BLOCO DE TEXTO ->
Tuesday 26 January 2010

Marco do correio, de Machado da Graça

Bom-dia, Jacinto

Desejo que continues de saúde, bem como todos os teus. Do meu lado tudo bem, felizmente.

Só que ando já com dores nos ouvidos, por causa de todas as sirenes que percorrem a cidade, em todas as direcções, em altos berros.

Ao longo de todo o dia e, muitas vezes, à noite lá vão as sirenes, pó-pi, pó-pi, pó-pi, a quebrar o nosso sossego e a fazer chegar a adrenalina onde ela não é minimamente necessária.

É claro que não sou contra o uso das sirenes em casos de necessidade. Uma ambulância com um doente grave, que precisa de chegar urgentemente ao hospital, está perfeitamente justificada ao usar a sua sirene. Os bombeiros, a caminho de apagar um fogo, podem e devem usar da sirene.

Até mesmo um dirigente, por qualquer motivo com urgência de chegar a um qualquer destino, pode usar desse instrumento para conseguir o seu objectivo.

O que já não concordo é que qualquer dirigente, seja a que nível for, tenha urgência ou não tenha, sinta que, pelo facto de ser dirigente tem o direito de nos sirenar o juízo.

MATERIAL FORNECIDO ->
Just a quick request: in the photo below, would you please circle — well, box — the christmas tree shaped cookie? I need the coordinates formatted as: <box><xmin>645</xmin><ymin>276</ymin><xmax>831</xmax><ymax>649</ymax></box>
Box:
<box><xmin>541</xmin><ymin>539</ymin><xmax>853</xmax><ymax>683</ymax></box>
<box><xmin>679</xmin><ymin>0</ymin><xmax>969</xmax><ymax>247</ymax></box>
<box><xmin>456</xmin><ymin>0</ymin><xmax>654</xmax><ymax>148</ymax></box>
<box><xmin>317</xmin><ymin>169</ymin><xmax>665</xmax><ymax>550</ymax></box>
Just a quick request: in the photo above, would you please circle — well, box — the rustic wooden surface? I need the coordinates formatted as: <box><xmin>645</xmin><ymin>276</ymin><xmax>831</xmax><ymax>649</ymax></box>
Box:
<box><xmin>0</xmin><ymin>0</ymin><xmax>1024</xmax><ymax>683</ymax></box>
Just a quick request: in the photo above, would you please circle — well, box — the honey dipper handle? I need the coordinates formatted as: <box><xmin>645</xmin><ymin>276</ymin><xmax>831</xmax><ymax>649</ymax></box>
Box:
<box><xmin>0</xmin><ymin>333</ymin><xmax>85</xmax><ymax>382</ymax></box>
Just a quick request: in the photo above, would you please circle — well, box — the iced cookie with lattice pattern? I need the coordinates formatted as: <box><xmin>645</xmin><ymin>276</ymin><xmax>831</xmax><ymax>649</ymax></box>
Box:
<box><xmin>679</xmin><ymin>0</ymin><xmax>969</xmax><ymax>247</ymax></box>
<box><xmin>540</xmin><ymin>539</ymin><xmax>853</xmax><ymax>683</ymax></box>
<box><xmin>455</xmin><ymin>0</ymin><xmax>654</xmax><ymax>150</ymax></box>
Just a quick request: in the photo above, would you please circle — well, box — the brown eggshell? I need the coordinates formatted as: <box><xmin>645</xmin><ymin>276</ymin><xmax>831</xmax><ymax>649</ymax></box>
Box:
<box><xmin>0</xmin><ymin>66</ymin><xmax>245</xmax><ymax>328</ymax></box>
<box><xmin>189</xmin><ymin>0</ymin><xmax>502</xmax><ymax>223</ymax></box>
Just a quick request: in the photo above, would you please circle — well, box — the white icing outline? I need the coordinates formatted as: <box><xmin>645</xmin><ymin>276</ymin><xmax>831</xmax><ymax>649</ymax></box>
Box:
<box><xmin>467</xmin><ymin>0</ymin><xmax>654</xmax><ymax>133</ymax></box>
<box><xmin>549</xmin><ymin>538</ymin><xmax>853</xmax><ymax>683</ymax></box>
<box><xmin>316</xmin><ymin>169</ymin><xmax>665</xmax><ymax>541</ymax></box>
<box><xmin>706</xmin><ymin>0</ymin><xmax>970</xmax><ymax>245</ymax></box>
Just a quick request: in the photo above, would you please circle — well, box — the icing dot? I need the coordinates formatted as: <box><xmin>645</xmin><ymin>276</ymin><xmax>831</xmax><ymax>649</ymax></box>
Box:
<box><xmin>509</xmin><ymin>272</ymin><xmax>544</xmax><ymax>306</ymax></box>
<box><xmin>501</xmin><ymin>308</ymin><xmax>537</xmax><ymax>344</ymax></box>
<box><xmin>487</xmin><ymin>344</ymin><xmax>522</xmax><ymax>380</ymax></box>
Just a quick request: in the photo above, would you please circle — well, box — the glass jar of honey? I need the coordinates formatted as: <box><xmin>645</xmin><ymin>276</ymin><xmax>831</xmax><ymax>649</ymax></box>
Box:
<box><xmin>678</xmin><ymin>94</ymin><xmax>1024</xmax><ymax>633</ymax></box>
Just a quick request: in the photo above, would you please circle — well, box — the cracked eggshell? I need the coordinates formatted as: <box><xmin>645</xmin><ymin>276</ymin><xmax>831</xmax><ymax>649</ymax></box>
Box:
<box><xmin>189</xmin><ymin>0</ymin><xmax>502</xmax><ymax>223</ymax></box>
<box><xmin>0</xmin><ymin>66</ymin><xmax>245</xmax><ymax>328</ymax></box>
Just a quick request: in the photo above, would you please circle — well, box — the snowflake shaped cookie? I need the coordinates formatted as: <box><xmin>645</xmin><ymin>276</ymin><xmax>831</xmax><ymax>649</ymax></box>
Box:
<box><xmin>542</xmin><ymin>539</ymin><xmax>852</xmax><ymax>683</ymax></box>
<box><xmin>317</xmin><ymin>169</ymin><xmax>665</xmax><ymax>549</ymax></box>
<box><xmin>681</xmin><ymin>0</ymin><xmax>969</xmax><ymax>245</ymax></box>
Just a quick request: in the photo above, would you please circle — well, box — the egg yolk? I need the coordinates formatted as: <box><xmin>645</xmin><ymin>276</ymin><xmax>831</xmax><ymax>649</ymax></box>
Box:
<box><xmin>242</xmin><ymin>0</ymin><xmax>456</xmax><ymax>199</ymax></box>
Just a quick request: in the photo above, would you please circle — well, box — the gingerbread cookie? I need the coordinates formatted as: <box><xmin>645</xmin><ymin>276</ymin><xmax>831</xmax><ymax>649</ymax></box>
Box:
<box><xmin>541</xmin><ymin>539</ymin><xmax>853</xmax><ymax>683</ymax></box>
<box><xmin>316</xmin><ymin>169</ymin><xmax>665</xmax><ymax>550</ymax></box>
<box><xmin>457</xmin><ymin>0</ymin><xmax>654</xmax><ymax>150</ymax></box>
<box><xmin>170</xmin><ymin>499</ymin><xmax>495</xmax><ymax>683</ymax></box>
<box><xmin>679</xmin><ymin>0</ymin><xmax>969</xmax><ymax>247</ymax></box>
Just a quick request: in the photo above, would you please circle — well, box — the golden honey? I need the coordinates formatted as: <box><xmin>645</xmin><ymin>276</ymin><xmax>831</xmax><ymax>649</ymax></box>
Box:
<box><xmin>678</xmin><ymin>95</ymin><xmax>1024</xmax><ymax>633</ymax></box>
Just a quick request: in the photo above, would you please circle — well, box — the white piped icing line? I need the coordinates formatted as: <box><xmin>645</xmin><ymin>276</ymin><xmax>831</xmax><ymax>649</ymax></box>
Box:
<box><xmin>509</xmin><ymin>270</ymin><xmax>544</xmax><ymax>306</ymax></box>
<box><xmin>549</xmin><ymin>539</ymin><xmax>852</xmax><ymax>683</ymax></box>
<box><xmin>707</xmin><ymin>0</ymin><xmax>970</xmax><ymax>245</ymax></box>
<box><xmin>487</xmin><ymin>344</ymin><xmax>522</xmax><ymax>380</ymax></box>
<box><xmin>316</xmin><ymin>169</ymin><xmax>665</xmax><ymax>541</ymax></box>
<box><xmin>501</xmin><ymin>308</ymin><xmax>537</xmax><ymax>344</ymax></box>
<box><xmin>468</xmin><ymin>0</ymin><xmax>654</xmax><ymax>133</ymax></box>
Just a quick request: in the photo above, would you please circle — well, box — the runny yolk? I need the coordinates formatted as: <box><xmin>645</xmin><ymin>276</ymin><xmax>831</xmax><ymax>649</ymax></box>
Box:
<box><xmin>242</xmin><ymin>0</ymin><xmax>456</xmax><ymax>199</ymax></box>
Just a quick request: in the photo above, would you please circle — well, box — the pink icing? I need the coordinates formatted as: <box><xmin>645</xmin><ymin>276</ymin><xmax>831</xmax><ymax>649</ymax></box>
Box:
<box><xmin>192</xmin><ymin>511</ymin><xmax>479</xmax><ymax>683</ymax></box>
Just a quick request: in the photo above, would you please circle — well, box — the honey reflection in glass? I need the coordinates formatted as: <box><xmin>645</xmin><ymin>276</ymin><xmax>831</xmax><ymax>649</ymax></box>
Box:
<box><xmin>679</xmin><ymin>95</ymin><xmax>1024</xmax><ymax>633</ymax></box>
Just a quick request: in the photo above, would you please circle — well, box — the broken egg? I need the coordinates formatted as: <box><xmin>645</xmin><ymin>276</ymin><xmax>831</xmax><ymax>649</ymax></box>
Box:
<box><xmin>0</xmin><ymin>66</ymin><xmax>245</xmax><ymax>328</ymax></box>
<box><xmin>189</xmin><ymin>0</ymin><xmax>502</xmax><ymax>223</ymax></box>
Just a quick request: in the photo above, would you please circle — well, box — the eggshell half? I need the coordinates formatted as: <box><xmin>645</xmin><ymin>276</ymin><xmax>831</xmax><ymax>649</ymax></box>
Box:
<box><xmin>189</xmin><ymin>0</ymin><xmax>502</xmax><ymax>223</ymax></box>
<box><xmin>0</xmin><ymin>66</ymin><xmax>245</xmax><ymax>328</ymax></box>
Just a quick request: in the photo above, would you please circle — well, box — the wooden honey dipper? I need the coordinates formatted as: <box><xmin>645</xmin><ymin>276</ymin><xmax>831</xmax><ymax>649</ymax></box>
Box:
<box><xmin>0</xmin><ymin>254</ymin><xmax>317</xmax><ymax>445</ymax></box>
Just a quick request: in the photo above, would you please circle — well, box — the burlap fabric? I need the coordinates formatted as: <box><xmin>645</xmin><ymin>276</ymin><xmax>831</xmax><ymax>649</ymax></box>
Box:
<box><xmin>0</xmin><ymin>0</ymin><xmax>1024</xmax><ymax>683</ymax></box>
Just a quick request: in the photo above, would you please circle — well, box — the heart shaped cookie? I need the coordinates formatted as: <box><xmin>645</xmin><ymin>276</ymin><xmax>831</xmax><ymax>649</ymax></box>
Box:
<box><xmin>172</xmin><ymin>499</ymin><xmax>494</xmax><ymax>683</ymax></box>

TAREFAS A REALIZAR ->
• a. Traduza para inglês a seguinte frase da crónica sobre as sirenes: "É claro que não sou contra o uso das sirenes em casos de necessidade."
• b. Retome a crónica sobre as sirenes a partir do ponto em que termina.
Os registos constituem material à parte, independente do bloco de texto.

RESPOSTAS ->
• a. Of course I am not against the use of sirens when there is a real need.

• b.
Na zona da Malhangalene, diariamente, uma coluna de veículos da Polícia passa em direcção à

Polana-Caniço e, mais tarde, de regresso. Vão lentamente, sem nenhum sinal de que esteja a ocorrer uma emergência (de resto, muito mau seria se houvesse, todos os dias, uma emergência naquele ponto da cidade). Mas vão todos eles com as sirens a tocar. Uma barulheira louca.

Creio, portanto, que alguém deve tornar claro que o uso da sirene é um meio excepcional, utilizado para atingir algum objectivo, também ele excepcional. Não é algo para ser usado no dia-a-dia apenas para que quem vai no veículo principal se sinta uma pessoa importante.

Ou, no caso da coluna policial, para que os seus componentes sintam o poder que lhes dá esse meio posto à sua disposição para outros fins.

Creio que era útil sair uma qualquer orientação geral sobre este assunto, porque tenho a impressão de que, neste momento, é cada dono de sirene que decide se e quando a deve ligar.

E dá a impressão que há cada vez mais donos de sirenes. Todos eles com vontade de nos sirenarem a paciência.

Como se devem sentir bem, refastelados nos seus cómodos bancos, a circularem pelas ruas, enxotando para os lados os pacatos concidadãos, mesmo sem terem pressa nenhuma de chegar a qualquer lado.

Se o país avançasse à velocidade a que avançam esses sirenudos dirigentes já nós estávamos a par da Suécia em termos de desenvolvimento.

Só que já estive duas vezes na capital sueca e não me lembro de ter ouvido nenhuma sirene.

Costuma-se dizer que “cão que ladra não morde”.

Será que isto se pode traduzir por algo como “sirene não quer dizer eficiência”?

Estamos no início de um novo mandato presidencial.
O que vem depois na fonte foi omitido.